> _What the task requires_
From the entries below, report how many lines contain the string "trunk". Only the number is wanted.

Material provided section start

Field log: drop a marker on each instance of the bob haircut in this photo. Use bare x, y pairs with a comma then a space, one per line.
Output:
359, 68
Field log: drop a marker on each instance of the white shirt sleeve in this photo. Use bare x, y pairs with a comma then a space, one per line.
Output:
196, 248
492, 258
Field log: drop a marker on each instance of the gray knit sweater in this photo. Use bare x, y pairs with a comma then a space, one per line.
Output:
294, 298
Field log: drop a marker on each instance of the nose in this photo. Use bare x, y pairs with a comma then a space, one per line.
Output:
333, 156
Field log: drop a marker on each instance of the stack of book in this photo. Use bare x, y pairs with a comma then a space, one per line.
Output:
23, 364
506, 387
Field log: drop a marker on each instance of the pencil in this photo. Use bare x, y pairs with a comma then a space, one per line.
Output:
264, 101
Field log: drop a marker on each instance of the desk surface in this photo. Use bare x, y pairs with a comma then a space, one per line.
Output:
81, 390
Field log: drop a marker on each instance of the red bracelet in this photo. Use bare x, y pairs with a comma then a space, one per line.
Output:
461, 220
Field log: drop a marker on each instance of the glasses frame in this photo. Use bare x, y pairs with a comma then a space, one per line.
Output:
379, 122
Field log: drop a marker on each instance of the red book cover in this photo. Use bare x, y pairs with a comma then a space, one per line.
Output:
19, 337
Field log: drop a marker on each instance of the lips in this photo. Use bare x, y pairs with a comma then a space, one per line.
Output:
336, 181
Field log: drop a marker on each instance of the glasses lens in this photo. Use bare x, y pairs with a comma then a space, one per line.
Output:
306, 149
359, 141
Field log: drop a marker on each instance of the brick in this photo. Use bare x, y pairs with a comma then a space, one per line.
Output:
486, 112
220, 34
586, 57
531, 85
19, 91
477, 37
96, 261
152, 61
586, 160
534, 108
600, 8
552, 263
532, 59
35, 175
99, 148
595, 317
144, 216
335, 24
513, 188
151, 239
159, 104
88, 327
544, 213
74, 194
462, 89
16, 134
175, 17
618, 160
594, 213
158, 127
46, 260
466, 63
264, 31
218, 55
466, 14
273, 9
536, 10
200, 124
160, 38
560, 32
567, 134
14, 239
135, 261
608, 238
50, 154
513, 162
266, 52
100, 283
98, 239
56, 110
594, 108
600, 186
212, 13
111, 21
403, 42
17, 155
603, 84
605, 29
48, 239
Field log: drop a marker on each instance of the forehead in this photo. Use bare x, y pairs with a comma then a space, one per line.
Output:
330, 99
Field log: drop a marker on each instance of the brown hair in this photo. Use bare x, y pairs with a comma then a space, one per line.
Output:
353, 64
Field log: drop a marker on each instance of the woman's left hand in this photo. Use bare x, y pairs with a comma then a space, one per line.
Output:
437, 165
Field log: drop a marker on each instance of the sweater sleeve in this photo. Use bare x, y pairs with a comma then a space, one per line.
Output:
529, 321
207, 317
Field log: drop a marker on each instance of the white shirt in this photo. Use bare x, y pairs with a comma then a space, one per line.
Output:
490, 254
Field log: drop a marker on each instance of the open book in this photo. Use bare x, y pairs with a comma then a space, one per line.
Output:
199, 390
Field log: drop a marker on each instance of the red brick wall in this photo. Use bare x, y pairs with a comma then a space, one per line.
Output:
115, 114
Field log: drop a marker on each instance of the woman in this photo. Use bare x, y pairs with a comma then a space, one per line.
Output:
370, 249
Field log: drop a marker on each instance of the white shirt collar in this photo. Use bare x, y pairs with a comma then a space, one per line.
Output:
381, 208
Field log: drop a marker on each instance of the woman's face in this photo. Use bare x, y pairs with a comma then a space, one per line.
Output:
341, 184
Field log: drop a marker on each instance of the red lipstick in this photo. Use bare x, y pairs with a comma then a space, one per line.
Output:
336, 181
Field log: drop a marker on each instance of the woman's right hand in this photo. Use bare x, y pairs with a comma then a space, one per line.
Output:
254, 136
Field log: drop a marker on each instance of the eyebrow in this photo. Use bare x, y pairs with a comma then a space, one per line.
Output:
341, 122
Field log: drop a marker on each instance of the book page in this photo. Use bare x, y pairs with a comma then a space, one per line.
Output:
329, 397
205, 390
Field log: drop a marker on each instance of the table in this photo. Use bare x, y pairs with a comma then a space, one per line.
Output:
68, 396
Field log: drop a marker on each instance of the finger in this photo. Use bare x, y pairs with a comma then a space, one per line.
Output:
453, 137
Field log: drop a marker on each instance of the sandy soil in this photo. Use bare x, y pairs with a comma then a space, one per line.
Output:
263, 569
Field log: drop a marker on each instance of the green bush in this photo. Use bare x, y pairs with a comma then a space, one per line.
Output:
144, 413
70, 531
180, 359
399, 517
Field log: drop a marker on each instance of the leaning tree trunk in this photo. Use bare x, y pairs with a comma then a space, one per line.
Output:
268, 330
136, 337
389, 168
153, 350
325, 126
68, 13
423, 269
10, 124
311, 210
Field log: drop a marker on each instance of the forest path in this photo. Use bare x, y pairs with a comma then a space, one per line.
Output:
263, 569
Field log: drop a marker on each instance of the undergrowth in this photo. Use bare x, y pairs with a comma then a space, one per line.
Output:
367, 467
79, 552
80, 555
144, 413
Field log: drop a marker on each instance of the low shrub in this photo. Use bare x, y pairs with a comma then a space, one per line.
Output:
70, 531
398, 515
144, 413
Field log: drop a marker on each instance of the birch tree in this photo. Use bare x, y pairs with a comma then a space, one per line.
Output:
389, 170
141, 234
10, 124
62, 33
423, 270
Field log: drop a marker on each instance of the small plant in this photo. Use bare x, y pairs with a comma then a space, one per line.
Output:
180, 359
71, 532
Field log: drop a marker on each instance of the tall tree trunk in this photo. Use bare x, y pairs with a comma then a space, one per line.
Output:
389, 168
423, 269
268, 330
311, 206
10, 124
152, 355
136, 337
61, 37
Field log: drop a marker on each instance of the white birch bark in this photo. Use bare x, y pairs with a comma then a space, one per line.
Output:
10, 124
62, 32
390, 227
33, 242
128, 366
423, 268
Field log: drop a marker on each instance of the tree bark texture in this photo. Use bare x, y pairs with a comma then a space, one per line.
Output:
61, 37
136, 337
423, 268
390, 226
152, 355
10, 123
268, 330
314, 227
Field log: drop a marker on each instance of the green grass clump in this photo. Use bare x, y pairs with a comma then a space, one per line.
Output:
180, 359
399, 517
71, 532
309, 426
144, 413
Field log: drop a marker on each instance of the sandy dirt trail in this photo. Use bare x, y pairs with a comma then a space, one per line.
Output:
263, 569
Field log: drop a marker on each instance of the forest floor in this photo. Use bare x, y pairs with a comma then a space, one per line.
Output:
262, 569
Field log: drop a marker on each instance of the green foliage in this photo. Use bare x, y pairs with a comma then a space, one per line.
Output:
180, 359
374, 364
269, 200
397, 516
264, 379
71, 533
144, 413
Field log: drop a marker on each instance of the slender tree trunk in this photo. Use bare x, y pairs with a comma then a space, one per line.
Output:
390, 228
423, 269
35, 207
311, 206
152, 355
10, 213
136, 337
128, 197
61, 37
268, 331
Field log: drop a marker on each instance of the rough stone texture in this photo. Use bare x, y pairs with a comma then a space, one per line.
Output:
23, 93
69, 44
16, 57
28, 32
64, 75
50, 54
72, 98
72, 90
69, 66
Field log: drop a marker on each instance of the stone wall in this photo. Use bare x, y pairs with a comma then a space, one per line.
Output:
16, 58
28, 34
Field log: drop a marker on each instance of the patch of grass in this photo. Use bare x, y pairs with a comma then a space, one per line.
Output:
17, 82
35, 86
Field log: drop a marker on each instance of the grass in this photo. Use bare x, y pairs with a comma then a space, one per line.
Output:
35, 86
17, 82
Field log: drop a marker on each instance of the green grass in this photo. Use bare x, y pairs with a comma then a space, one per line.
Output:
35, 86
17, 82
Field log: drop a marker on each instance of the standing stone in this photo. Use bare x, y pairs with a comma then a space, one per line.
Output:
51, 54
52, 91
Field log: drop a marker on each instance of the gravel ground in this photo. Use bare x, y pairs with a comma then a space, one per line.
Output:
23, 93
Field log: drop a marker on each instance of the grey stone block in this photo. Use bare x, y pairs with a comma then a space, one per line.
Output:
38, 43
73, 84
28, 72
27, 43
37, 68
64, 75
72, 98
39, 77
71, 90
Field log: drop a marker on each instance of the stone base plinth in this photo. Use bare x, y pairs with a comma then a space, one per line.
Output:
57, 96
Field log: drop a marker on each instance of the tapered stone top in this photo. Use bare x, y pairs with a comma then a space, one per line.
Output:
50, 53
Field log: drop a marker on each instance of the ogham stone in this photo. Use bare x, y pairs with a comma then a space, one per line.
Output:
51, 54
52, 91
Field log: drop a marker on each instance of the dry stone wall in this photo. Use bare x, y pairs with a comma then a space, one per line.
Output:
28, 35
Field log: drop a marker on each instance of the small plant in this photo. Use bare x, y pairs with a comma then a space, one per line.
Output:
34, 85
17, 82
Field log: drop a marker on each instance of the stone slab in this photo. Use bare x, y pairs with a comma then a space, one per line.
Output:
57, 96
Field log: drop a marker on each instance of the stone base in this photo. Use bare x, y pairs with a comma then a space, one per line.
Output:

Material provided section end

> _Finished task_
3